▶ INPUT:
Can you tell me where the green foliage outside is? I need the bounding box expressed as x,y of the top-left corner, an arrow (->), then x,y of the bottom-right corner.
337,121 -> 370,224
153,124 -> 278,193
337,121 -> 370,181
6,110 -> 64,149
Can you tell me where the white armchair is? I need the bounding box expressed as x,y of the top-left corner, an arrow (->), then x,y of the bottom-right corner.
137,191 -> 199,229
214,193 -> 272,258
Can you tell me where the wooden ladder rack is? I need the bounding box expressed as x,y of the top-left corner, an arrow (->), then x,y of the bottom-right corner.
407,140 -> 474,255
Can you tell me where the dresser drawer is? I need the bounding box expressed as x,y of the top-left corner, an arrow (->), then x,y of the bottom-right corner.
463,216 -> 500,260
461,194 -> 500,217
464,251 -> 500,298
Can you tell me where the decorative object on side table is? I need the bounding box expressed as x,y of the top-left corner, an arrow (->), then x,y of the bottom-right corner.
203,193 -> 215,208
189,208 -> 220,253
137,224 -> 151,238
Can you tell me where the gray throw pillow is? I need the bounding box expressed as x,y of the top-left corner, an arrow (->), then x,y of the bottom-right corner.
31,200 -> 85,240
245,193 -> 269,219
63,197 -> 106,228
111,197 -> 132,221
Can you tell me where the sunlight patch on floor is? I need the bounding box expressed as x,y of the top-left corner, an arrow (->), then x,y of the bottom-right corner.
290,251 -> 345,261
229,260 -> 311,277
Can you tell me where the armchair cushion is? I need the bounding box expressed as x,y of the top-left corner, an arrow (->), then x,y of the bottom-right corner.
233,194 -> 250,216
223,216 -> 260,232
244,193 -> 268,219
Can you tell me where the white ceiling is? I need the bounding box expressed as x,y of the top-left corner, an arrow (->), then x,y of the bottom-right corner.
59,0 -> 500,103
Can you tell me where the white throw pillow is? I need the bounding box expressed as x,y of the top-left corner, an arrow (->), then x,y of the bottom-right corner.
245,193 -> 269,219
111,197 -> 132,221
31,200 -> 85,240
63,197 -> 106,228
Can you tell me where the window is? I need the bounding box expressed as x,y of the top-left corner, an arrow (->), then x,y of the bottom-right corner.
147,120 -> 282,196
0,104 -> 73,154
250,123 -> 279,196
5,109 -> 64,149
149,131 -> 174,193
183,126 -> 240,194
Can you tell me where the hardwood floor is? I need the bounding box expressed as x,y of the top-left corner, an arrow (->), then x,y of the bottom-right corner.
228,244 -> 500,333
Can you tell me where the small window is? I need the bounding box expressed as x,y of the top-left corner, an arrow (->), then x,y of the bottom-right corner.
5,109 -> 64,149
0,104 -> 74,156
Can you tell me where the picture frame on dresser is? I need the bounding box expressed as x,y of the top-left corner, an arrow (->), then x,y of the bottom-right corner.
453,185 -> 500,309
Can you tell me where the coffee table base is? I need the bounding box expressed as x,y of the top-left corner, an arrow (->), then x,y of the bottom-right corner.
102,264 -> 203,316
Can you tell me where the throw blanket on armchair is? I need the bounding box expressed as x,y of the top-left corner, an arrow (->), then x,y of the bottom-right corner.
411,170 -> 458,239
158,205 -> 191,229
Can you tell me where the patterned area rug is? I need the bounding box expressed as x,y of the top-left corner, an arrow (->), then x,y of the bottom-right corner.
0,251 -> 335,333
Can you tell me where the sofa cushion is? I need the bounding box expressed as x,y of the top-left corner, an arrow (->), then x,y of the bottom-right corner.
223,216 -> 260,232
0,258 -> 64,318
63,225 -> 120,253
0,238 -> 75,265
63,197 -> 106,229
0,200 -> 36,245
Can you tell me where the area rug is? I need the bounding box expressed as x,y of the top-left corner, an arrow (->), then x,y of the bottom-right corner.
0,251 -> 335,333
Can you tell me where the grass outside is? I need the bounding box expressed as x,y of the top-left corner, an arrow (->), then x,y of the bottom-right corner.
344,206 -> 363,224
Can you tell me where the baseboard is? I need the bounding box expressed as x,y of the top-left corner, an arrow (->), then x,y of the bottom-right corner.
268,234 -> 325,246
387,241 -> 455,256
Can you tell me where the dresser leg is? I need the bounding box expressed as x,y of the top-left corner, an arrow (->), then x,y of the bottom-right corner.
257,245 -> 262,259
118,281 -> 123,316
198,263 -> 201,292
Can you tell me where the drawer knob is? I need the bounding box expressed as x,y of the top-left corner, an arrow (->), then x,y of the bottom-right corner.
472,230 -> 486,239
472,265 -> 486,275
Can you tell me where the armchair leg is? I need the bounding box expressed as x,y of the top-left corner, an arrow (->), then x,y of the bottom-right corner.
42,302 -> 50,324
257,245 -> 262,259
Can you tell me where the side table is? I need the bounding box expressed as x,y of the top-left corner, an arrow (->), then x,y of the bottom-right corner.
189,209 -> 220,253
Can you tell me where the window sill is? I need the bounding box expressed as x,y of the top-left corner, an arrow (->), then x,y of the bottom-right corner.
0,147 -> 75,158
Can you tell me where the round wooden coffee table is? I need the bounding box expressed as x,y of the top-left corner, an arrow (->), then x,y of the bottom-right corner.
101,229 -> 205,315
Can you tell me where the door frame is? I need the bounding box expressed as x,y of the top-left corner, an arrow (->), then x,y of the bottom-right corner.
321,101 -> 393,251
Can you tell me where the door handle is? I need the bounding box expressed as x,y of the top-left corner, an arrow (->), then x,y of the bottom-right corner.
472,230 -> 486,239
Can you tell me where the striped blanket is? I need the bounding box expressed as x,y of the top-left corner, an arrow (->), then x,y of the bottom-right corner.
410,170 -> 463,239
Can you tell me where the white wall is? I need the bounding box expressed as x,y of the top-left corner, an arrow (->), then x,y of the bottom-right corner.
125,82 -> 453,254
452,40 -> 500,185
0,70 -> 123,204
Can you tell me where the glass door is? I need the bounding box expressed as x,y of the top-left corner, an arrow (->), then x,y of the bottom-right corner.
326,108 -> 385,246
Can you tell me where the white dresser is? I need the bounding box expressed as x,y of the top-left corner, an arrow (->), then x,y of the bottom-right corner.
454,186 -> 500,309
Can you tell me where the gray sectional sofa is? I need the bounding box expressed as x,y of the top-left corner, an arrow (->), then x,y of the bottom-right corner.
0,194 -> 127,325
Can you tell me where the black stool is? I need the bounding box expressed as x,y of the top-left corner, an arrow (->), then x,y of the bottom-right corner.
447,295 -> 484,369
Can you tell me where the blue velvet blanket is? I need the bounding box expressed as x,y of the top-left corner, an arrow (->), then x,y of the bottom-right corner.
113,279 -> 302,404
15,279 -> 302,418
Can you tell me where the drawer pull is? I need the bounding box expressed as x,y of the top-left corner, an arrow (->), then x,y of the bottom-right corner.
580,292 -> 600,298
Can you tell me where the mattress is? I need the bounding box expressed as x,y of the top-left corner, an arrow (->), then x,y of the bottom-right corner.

▶ WHAT YOU ARE ASKED TO DO: Convert all of the records above into a JSON list of strings, with one string per line and any blank lines omitted.

▶ CORRECT OUTPUT:
[
  "Can you tell me where the green foliage outside is? I need the bounding box expressed as x,y of the top-left corner, an arrow (->), then x,y of the bottom-right corner.",
  "337,121 -> 370,224",
  "153,124 -> 278,193",
  "337,121 -> 370,181",
  "6,110 -> 64,149",
  "Can you tell me where the white armchair is? I need the bounding box expressed as x,y of the top-left corner, an arrow (->), then x,y of the bottom-right corner.",
  "137,191 -> 199,229",
  "214,193 -> 272,258",
  "Can you tell me where the wooden ladder rack is? I need the bounding box expressed as x,y of the top-left corner, an arrow (->), then x,y of the bottom-right corner.",
  "407,140 -> 474,255",
  "Can you tell me where the dresser drawer is? I need the bounding box expressed as x,y of the top-left corner, an arrow (->), then x,y of the bottom-right corner.",
  "463,216 -> 500,260",
  "461,194 -> 500,217",
  "464,251 -> 500,298",
  "Can you tell me where the decorative object on side table is? I need the bounding box expressed as x,y of the top-left corner, an arrow (->), then x,y of the bottom-right corner.",
  "203,193 -> 215,208",
  "189,208 -> 220,253",
  "137,224 -> 151,238",
  "Can you tell me where the gray throw pillow is? I need the bounding box expressed as x,y of the top-left corner, an arrow (->), then x,y of the bottom-right corner.",
  "31,200 -> 85,240",
  "245,193 -> 269,219",
  "63,197 -> 106,228",
  "111,197 -> 132,221",
  "Can you tell me where the sunlight patch on floor is? I need the bounding box expressed as x,y of the top-left corner, an arrow (->), then x,y of the bottom-right corner.",
  "290,251 -> 345,261",
  "229,260 -> 311,277",
  "Can you tell me where the armchair cushion is? I need the bounding box expressed as x,y of the top-left corner, an arrow (->), then x,y of the bottom-right corner.",
  "233,194 -> 250,216",
  "223,216 -> 260,232",
  "244,193 -> 268,219",
  "Can you tell me where the white ceiling is? I need the bounding box expressed as x,y of the top-left corner, an arrow (->), then x,y of the bottom-right corner.",
  "59,0 -> 500,103",
  "Can you tell me where the white throw pillow is? I need the bounding box expressed as x,y of the top-left corner, an arrow (->), then x,y of the bottom-right corner.",
  "245,193 -> 269,219",
  "111,197 -> 132,221",
  "31,200 -> 85,240",
  "63,197 -> 106,228",
  "Can you tell me where the window is? I need the bounding box expressed as x,y of the top-left corner, an arrow (->), then x,y of the bottom-right corner.",
  "147,120 -> 282,196",
  "0,104 -> 73,154",
  "250,123 -> 279,196",
  "5,109 -> 64,149",
  "149,131 -> 174,193",
  "183,126 -> 240,194",
  "Can you tell me where the hardwood floor is? I need the bounding box expressed as x,y of the top-left corner, an arrow (->), then x,y of the bottom-right corner.",
  "228,244 -> 500,333",
  "Can you tell me where the small window is? I need the bounding box expressed as x,y of the top-left corner, an arrow (->), then x,y of the bottom-right corner.",
  "5,109 -> 64,149",
  "0,104 -> 74,156",
  "Can you tell me where the picture frame on dresser is? I need the bounding box expressed as x,y of the top-left corner, an arrow (->), then x,y of the bottom-right corner.",
  "453,185 -> 500,309",
  "Can you tell me where the coffee table base is? I need the bounding box expressed as x,y of the top-left corner, an arrow (->), then x,y of the bottom-right corner.",
  "102,264 -> 203,316",
  "Can you tell me where the throw blanket on armchair is? I need the bounding box expressed as x,y of the top-left corner, an arrow (->), then x,y of the bottom-right corner.",
  "411,170 -> 458,239",
  "158,205 -> 191,229",
  "Can you tell me where the patterned area rug is? I need the bounding box expressed as x,y of the top-left corner, an arrow (->), then x,y of the bottom-right corner.",
  "0,251 -> 335,333",
  "Can you tell me where the sofa cushion is? I need the bounding box expressed as x,y of the top-left corner, an arrow (->), then x,y of the bottom-right corner.",
  "223,216 -> 260,232",
  "0,258 -> 64,318",
  "63,225 -> 120,253",
  "0,238 -> 75,265",
  "63,197 -> 106,229",
  "0,200 -> 36,245",
  "Can you tell me where the area rug is? I need the bounding box expressed as x,y of the top-left corner, an arrow (->), then x,y of the bottom-right corner.",
  "0,251 -> 335,333",
  "Can you tell me where the grass outside is? I need the bounding box expressed as x,y of the top-left corner, an arrow (->), then x,y of the bottom-right corner.",
  "344,206 -> 363,224",
  "Can you tell me where the baseboard is? I need the bounding box expressed as x,y of the top-left corner, an arrow (->), then x,y of the bottom-right corner.",
  "268,234 -> 325,246",
  "387,241 -> 455,256",
  "Can you tell me where the dresser leg is? I need the bounding box expressed as x,y of the top-left corner, an arrow (->), then x,y of the bottom-right corner.",
  "257,245 -> 262,259",
  "118,281 -> 123,316",
  "198,263 -> 201,292",
  "Can you tell me where the drawer knob is? I need the bounding box expressed as x,y of the top-left corner, an arrow (->), then x,y of the bottom-right corner.",
  "472,230 -> 486,239",
  "472,265 -> 486,275",
  "Can you tell me where the armchair leg is? I need the bounding box expressed as x,y of the top-left corner, an arrow (->), then x,y of the bottom-right corner.",
  "42,302 -> 50,324",
  "257,245 -> 262,259",
  "Can you tell me where the side table is? I need the bounding box expressed as x,y of the top-left corner, an arrow (->), then x,y of the bottom-right corner.",
  "189,209 -> 220,253",
  "Can you tell me where the window sill is? I need the bounding box expressed as x,y of the top-left corner, an arrow (->), then x,y of the bottom-right corner.",
  "0,147 -> 75,158",
  "Can you tell me where the round wooden coffee table is? I need the bounding box expressed as x,y of the top-left corner, an arrow (->), then x,y of the bottom-right corner.",
  "101,229 -> 205,315",
  "Can you tell me where the door frame is? I need the bounding box expressed as x,y of the top-left corner, an arrow (->), then x,y of the bottom-right corner.",
  "321,101 -> 393,251",
  "Can you tell me where the door handle is? I need the bounding box expressed as x,y of the top-left corner, an arrow (->), then x,y of the bottom-right corner.",
  "472,230 -> 486,239",
  "Can you tell me where the striped blanket is? I need the bounding box expressed as x,y of the top-left corner, an arrow (->), then x,y of the bottom-right corner.",
  "410,170 -> 463,239",
  "Can you tell me where the white wall is? I need the bounding box expressed as x,y of the top-left corner, an arrow (->), then x,y of the bottom-right corner.",
  "125,82 -> 453,254",
  "452,40 -> 500,185",
  "0,70 -> 123,204",
  "Can you tell me where the glass door is? I need the bounding box expressed as x,y of the top-left corner, an arrow (->), then x,y of the bottom-right corner.",
  "326,108 -> 385,246",
  "Can you tell me where the white dresser is? I need the bounding box expressed as x,y of the top-left corner, an arrow (->), then x,y of the bottom-right corner.",
  "454,186 -> 500,309",
  "Can you tell me where the gray sectional sofa is? I need the bounding box expressed as x,y of the top-left corner, an arrow (->), then x,y of the bottom-right corner.",
  "0,194 -> 127,325",
  "Can you tell me where the black stool is? I need the bounding box expressed as x,y of the top-left corner, an arrow (->), then x,y of the bottom-right corner.",
  "447,295 -> 484,369",
  "Can you tell me where the blue velvet blanket is? I need the bounding box expressed as x,y of the top-left corner, an arrow (->), then x,y of the bottom-right corner.",
  "113,279 -> 302,404",
  "15,279 -> 302,418",
  "Can you tell me where the drawer pull is? I need the bounding box expressed as x,y of the top-left corner, an arrow (->), then x,y of the bottom-right corner.",
  "580,292 -> 600,298",
  "Can you tell me where the mattress is? I need the bounding box expressed as x,y of the top-left corner, an arrow (->), then x,y of the bottom-right corner."
]